Return only the lines starting at the line that contains "of the dental" and ending with the final line of the listing; include both endpoints.
━━ Dataset records
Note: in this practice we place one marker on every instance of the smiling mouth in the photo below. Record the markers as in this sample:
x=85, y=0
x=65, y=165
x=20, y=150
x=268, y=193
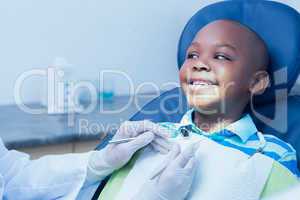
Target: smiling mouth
x=201, y=83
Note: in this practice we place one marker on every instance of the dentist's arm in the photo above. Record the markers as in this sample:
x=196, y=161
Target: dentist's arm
x=114, y=156
x=63, y=176
x=172, y=180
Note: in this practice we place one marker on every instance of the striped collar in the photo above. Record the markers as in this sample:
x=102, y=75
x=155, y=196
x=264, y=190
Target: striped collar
x=244, y=128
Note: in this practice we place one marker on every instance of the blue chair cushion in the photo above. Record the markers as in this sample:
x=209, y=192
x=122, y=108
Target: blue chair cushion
x=276, y=23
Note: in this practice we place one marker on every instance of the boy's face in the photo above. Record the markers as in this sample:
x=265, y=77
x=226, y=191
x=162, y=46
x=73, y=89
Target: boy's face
x=221, y=64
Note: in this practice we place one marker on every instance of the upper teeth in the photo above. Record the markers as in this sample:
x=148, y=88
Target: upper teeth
x=200, y=83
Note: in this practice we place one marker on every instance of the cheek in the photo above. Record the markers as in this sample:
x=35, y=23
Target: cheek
x=182, y=74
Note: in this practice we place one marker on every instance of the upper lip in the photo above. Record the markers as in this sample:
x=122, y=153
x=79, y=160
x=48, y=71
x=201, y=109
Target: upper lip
x=207, y=81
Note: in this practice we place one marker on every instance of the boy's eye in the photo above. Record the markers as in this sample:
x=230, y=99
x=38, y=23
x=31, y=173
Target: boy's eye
x=192, y=55
x=222, y=57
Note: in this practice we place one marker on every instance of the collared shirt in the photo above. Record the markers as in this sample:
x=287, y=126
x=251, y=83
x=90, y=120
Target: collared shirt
x=241, y=135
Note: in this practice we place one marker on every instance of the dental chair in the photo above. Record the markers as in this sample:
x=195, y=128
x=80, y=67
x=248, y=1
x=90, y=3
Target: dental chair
x=274, y=112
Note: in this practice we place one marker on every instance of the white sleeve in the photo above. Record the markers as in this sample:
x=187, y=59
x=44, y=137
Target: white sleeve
x=50, y=177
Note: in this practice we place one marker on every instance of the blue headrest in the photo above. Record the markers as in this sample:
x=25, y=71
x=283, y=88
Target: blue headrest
x=277, y=24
━━━━
Result of the exercise:
Note: in this practice we place one marker on every instance of the dental chair in the photo above. Record the markers as in this sample:
x=195, y=128
x=80, y=67
x=248, y=1
x=90, y=3
Target: dental chair
x=274, y=112
Note: in this practice we place one marker on every instance of the white sleeve in the photo above. Record the markers as in this sample:
x=187, y=59
x=44, y=137
Target: white sleeve
x=50, y=177
Note: in this practice we place one marker on every instance of the blue headrest in the photo above. Record the markers as in this sample:
x=25, y=71
x=283, y=88
Target: blue headrest
x=277, y=24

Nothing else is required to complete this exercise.